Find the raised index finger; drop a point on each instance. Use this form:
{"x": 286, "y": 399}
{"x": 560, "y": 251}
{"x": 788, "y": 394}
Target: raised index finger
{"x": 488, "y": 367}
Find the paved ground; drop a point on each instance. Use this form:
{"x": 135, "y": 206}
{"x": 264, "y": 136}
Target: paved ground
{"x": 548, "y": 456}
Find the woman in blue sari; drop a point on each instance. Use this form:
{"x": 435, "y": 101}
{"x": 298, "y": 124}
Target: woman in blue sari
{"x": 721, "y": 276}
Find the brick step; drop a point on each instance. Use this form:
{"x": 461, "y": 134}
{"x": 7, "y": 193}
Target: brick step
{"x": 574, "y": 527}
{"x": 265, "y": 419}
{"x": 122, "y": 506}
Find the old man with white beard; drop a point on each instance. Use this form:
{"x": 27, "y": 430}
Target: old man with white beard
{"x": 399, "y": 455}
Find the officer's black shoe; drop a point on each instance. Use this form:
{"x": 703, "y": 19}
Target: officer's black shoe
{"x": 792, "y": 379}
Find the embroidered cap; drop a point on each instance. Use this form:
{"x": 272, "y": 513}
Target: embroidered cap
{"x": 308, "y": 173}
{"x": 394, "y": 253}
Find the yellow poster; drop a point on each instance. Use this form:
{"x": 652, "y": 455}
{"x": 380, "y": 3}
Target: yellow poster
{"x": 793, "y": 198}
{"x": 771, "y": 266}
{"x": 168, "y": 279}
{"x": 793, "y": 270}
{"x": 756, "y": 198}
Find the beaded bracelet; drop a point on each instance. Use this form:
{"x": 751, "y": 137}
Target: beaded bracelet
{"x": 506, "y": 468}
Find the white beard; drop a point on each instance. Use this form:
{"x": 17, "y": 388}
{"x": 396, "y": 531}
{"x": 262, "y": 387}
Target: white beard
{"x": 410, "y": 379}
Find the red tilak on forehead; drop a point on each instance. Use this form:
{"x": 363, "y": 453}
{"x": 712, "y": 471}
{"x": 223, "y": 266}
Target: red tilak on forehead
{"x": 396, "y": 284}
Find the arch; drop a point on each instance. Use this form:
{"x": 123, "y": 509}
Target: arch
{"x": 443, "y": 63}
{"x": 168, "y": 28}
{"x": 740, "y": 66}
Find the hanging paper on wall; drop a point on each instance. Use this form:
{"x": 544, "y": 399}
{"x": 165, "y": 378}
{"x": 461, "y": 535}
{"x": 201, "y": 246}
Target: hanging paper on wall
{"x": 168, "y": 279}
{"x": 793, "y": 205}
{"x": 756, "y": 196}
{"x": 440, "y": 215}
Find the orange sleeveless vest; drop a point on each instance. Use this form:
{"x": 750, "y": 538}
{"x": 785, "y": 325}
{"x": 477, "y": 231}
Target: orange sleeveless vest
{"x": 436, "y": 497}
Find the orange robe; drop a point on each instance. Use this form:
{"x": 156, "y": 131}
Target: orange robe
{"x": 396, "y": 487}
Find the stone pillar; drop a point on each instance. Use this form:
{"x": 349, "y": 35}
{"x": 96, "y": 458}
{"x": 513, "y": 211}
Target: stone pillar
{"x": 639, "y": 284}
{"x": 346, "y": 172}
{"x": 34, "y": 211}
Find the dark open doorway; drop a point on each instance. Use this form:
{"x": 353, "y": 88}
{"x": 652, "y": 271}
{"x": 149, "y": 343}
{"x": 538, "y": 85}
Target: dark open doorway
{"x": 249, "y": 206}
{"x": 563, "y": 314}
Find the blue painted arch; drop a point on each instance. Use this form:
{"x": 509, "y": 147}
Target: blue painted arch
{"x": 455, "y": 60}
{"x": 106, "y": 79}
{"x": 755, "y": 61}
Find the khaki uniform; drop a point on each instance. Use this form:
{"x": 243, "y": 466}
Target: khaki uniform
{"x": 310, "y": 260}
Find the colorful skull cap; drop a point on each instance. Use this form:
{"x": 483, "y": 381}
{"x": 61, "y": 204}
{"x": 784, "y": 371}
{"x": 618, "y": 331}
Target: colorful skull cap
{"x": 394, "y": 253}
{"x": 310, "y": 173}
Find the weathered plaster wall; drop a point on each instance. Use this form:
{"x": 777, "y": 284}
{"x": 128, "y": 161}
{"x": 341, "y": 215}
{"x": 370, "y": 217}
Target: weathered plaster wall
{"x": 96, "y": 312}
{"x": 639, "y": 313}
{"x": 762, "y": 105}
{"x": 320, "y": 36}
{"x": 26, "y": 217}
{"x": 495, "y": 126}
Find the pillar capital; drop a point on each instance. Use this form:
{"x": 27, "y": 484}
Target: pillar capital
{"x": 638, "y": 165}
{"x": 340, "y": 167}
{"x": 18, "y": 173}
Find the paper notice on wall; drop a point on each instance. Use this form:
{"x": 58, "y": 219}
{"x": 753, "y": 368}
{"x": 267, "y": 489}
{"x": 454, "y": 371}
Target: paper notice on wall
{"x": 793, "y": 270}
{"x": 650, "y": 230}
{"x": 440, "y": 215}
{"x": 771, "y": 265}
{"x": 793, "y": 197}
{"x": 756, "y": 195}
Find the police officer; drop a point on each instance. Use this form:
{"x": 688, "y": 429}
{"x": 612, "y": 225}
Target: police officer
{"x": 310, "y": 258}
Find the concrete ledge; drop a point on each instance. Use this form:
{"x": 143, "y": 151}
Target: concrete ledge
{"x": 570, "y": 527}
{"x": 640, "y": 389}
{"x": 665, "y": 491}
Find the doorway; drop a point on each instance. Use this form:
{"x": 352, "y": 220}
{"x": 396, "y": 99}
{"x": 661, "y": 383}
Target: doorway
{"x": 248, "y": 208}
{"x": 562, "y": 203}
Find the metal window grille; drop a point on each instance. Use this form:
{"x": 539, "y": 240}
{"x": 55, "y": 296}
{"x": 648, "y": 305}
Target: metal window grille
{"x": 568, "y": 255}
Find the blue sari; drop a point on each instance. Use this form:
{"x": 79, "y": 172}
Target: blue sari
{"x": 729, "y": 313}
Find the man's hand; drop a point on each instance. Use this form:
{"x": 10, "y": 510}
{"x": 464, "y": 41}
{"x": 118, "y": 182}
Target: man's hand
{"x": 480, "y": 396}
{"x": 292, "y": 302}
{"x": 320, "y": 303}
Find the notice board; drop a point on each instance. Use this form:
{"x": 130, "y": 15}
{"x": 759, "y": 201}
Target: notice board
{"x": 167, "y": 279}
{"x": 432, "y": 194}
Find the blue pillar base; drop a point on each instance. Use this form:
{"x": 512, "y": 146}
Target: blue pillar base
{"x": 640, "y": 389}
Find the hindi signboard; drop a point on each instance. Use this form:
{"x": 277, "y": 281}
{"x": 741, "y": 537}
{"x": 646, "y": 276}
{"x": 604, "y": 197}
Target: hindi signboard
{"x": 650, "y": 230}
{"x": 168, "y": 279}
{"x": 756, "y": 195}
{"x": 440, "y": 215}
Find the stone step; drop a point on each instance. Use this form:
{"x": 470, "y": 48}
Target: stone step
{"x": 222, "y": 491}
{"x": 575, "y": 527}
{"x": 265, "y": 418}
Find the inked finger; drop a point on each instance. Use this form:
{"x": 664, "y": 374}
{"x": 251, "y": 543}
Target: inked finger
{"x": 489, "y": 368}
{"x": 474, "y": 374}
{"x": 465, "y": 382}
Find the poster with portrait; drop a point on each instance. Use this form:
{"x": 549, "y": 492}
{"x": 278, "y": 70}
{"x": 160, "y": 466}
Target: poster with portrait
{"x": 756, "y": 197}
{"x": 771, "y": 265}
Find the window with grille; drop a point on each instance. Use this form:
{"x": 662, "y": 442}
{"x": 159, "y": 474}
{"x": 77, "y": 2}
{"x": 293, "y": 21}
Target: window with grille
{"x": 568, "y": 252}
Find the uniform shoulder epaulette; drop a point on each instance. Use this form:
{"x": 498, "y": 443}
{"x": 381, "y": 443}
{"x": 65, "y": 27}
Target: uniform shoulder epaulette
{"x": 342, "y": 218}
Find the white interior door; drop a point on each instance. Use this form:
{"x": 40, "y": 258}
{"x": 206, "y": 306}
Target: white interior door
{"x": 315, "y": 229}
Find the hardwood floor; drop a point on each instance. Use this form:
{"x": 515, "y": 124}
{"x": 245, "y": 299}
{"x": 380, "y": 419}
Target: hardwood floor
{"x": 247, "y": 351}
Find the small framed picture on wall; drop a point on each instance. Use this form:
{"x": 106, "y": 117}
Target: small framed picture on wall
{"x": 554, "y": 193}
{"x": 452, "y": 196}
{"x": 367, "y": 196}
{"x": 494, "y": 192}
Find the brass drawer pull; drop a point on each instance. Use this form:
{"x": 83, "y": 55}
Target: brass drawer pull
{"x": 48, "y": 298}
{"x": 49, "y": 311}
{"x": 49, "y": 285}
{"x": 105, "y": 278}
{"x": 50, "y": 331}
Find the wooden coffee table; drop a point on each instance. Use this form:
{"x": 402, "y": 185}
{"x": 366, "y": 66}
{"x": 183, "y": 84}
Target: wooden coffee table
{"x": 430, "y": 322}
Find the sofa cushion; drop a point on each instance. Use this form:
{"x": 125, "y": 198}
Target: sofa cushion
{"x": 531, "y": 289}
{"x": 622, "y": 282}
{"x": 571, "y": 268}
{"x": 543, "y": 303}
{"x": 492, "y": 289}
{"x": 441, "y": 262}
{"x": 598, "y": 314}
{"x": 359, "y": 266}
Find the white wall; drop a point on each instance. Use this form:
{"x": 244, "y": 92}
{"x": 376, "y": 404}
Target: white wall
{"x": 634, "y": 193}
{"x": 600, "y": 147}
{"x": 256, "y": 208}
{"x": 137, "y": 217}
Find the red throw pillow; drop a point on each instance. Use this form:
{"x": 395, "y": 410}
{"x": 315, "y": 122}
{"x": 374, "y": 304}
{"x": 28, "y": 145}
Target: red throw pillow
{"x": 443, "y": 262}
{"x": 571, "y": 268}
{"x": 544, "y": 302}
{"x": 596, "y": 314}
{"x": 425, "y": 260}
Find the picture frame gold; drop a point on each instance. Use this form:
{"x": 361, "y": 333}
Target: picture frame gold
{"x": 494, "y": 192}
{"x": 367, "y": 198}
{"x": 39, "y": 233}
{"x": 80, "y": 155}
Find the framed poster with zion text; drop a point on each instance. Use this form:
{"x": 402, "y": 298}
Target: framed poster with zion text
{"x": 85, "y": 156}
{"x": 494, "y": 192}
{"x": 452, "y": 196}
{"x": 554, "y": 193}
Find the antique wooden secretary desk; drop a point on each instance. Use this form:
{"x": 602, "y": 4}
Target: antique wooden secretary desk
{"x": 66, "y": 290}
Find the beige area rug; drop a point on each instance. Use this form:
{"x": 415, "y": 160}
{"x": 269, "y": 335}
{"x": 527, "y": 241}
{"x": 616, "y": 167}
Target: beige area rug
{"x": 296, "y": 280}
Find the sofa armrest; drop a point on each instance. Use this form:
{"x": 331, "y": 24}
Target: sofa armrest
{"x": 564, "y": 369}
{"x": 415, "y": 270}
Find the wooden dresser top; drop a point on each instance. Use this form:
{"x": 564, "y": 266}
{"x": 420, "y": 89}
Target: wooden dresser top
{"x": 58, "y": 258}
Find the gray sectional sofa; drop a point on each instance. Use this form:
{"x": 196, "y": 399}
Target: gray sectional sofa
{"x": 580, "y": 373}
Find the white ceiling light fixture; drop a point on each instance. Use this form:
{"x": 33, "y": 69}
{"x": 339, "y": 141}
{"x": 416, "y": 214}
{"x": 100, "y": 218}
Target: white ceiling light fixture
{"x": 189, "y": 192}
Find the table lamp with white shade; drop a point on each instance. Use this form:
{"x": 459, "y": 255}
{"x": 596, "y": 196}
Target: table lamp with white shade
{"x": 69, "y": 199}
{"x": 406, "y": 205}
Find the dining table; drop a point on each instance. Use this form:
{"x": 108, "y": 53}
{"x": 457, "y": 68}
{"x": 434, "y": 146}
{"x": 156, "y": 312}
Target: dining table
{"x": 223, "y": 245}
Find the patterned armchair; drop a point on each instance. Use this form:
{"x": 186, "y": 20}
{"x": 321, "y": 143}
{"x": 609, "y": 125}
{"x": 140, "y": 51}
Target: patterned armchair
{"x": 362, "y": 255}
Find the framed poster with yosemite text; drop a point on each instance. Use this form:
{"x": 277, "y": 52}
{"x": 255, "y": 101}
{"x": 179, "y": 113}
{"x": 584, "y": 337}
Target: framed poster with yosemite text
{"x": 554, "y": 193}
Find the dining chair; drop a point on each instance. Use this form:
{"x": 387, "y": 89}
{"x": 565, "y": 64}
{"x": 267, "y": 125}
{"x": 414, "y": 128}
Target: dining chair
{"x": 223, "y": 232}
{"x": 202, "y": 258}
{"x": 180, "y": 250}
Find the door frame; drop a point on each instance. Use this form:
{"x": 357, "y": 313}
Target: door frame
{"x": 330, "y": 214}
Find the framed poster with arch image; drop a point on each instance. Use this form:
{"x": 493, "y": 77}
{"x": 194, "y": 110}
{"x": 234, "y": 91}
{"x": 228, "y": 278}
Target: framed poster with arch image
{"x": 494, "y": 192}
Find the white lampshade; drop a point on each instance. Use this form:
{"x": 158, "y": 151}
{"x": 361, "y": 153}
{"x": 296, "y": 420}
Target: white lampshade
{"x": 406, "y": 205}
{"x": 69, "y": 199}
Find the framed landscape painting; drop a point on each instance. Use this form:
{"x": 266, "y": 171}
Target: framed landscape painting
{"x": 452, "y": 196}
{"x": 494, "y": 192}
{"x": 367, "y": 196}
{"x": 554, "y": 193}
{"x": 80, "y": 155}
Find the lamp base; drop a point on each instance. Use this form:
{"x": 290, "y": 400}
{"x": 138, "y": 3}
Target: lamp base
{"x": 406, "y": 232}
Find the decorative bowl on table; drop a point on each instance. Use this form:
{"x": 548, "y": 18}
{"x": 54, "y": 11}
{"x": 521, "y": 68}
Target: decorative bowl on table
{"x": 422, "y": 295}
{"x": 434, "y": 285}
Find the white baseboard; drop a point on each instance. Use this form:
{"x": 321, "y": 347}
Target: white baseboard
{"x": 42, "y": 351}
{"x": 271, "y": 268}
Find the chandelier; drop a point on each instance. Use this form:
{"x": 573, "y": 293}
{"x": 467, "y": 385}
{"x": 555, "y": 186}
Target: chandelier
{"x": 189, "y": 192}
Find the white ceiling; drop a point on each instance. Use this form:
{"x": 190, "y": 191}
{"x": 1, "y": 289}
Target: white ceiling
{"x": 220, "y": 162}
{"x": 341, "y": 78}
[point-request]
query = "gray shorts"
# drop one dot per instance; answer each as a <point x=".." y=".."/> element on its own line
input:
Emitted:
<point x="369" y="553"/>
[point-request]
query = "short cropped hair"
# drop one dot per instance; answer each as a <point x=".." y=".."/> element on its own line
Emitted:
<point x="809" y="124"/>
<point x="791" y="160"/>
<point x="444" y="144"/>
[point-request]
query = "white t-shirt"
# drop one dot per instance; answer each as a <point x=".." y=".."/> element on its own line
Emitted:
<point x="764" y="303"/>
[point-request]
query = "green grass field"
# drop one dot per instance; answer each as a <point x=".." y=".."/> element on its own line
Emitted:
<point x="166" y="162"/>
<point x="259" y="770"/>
--------
### WHAT IS BEING ASKED
Where a line of the entries holds the string "query", include it in the count, and give only the final number.

### ANSWER
4